(DATASET RECORDS):
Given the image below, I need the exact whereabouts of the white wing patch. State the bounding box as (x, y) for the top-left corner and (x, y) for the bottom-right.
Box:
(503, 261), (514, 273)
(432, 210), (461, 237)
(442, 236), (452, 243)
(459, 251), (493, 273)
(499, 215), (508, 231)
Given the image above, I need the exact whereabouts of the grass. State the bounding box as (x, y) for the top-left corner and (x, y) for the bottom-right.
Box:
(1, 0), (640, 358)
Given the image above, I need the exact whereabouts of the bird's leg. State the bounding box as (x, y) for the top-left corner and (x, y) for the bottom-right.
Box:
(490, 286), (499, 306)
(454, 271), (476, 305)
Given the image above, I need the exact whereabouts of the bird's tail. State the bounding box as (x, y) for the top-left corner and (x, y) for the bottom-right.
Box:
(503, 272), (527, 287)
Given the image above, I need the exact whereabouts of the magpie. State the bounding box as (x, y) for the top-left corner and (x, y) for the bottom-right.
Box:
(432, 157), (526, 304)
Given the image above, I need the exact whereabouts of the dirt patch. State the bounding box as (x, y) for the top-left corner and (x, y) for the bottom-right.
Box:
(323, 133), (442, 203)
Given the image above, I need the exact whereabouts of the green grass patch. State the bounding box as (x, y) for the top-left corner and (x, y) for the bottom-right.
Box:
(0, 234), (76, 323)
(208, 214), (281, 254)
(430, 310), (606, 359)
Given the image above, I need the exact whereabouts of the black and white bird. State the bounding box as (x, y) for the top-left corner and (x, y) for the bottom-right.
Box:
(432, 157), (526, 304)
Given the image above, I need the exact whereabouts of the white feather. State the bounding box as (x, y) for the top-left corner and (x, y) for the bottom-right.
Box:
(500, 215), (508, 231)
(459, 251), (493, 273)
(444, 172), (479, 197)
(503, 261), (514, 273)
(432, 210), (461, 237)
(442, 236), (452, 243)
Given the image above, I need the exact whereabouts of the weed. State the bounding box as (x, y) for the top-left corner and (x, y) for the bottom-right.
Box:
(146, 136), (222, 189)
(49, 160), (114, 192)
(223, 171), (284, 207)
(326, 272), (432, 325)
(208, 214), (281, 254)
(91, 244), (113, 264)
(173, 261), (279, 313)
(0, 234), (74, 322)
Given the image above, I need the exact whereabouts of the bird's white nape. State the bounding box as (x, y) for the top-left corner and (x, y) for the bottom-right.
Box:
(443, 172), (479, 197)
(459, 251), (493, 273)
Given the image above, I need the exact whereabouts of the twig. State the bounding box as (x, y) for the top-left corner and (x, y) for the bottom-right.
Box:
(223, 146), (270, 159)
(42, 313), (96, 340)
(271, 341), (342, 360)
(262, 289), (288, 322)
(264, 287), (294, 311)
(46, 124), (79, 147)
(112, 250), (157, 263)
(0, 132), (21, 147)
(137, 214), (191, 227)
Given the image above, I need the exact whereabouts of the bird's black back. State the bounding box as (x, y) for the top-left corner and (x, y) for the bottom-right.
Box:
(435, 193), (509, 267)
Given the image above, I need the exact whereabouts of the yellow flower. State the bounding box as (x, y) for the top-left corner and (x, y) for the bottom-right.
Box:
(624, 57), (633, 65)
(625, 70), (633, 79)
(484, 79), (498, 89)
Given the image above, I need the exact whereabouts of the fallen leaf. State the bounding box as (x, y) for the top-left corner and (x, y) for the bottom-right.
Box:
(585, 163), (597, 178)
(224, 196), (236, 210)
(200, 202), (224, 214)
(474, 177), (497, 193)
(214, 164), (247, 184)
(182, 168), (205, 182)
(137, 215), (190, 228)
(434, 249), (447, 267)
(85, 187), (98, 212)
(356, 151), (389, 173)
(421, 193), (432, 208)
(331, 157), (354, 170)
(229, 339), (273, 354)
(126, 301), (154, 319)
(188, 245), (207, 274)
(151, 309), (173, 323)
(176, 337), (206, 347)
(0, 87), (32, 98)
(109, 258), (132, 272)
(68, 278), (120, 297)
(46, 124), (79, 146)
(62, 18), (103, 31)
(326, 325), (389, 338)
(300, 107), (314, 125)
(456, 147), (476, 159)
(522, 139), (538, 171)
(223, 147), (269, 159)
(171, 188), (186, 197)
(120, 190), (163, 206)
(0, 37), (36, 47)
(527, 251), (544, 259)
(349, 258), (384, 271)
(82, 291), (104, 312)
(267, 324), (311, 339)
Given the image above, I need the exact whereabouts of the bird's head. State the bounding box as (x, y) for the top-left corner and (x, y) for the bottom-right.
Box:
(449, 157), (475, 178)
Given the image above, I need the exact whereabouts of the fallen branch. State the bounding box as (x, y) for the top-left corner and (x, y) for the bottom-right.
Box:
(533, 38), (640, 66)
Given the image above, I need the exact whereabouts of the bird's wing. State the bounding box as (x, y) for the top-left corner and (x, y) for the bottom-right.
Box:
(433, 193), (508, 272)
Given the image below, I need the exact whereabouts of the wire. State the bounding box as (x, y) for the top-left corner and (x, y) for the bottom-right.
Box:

---

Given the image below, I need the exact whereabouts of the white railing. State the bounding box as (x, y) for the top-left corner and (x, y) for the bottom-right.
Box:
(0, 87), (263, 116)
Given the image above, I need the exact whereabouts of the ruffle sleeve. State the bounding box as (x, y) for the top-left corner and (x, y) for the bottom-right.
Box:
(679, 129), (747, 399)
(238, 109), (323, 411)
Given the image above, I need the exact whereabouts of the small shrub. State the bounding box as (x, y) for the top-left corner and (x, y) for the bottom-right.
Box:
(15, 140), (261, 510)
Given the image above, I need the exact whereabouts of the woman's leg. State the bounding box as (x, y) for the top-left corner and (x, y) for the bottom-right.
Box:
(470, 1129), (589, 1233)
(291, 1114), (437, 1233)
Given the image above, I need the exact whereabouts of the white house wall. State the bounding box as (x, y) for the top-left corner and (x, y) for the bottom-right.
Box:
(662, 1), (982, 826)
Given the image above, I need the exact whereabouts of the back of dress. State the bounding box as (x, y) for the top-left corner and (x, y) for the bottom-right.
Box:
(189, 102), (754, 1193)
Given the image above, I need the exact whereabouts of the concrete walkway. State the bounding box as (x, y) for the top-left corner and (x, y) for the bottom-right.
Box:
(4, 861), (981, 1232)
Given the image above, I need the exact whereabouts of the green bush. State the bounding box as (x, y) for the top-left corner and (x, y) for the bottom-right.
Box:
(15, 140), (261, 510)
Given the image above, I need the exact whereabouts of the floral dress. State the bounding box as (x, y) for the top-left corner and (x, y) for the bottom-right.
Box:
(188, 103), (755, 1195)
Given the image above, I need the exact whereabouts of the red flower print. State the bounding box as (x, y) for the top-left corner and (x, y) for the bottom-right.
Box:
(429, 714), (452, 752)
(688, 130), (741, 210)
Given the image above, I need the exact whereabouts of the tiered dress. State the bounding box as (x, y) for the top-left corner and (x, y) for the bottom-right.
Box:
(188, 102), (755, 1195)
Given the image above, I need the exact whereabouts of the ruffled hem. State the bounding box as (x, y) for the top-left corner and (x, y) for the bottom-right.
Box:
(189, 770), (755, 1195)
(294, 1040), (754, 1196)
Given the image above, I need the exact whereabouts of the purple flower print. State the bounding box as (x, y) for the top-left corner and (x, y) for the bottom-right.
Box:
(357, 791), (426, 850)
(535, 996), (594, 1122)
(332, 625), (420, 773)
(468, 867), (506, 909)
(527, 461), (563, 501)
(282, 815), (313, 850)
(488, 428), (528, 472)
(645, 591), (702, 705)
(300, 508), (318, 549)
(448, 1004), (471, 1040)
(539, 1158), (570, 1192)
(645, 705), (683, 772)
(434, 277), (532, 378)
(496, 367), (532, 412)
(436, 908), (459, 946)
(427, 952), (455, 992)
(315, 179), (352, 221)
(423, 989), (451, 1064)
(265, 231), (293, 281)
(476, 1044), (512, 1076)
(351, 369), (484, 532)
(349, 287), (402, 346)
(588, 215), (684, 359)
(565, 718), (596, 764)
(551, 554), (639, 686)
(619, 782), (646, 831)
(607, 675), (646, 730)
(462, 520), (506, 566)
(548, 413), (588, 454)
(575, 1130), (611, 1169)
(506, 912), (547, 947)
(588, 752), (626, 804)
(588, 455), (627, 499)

(TASK OBJECTIVE): Bring together each line above where the string "print" turns up.

(ANSWER TO THIS PROBLEM):
Given the image above, I need the exact whereabouts of the red flower print. State the bounding box as (x, y) for the top-left corner and (x, y) for the bottom-right.
Given the image above, I need the exact whereabouts of the purple flower print. State the bounding box as (x, y) for the top-left corner and (x, y) for the bottom-right.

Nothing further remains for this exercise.